◆ **REQUIRED ACTION**: All of the records should come back exactly as written.

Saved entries
= = = = =

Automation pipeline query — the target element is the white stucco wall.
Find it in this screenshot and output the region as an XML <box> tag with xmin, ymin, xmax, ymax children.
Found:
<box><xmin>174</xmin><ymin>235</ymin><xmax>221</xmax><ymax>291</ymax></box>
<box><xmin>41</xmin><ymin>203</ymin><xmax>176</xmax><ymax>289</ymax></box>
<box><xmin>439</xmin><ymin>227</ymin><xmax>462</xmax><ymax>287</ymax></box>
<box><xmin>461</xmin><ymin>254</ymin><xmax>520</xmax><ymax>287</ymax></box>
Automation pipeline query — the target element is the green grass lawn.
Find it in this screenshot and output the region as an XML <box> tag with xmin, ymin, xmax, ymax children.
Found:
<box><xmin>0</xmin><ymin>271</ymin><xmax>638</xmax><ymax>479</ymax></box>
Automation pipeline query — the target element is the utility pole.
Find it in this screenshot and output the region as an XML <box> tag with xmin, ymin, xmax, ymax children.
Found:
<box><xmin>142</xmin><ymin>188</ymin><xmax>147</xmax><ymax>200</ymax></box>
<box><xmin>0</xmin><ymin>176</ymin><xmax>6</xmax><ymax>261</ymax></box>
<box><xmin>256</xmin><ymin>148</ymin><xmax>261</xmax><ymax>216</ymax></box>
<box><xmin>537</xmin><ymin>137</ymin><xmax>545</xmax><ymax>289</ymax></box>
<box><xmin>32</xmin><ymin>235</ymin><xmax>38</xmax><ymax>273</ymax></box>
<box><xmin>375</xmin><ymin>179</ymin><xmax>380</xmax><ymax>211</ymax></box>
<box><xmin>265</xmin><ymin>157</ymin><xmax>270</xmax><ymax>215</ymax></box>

= = = = =

◆ **SOLUTION TO THIS PROBLEM**:
Automation pipeline query — the target element is the white stucco wall.
Find it in this screenshot and output the region as an XML <box> tag with xmin, ymin, xmax, ymax children.
Found:
<box><xmin>174</xmin><ymin>235</ymin><xmax>221</xmax><ymax>291</ymax></box>
<box><xmin>41</xmin><ymin>203</ymin><xmax>176</xmax><ymax>289</ymax></box>
<box><xmin>439</xmin><ymin>227</ymin><xmax>462</xmax><ymax>287</ymax></box>
<box><xmin>461</xmin><ymin>254</ymin><xmax>520</xmax><ymax>287</ymax></box>
Automation pipeline query — the target element is the green grass lawn.
Find it in this screenshot and output the region as an XML <box> tag with xmin, ymin, xmax, ymax children.
Found:
<box><xmin>0</xmin><ymin>271</ymin><xmax>638</xmax><ymax>479</ymax></box>
Automation pipeline query — the target element is the utility pole.
Find it in this screenshot and output the region as an XML <box> tag with xmin, ymin, xmax, ymax children.
Found:
<box><xmin>142</xmin><ymin>188</ymin><xmax>147</xmax><ymax>200</ymax></box>
<box><xmin>0</xmin><ymin>176</ymin><xmax>6</xmax><ymax>261</ymax></box>
<box><xmin>256</xmin><ymin>148</ymin><xmax>261</xmax><ymax>216</ymax></box>
<box><xmin>537</xmin><ymin>137</ymin><xmax>545</xmax><ymax>289</ymax></box>
<box><xmin>32</xmin><ymin>235</ymin><xmax>38</xmax><ymax>273</ymax></box>
<box><xmin>375</xmin><ymin>179</ymin><xmax>380</xmax><ymax>211</ymax></box>
<box><xmin>265</xmin><ymin>157</ymin><xmax>270</xmax><ymax>215</ymax></box>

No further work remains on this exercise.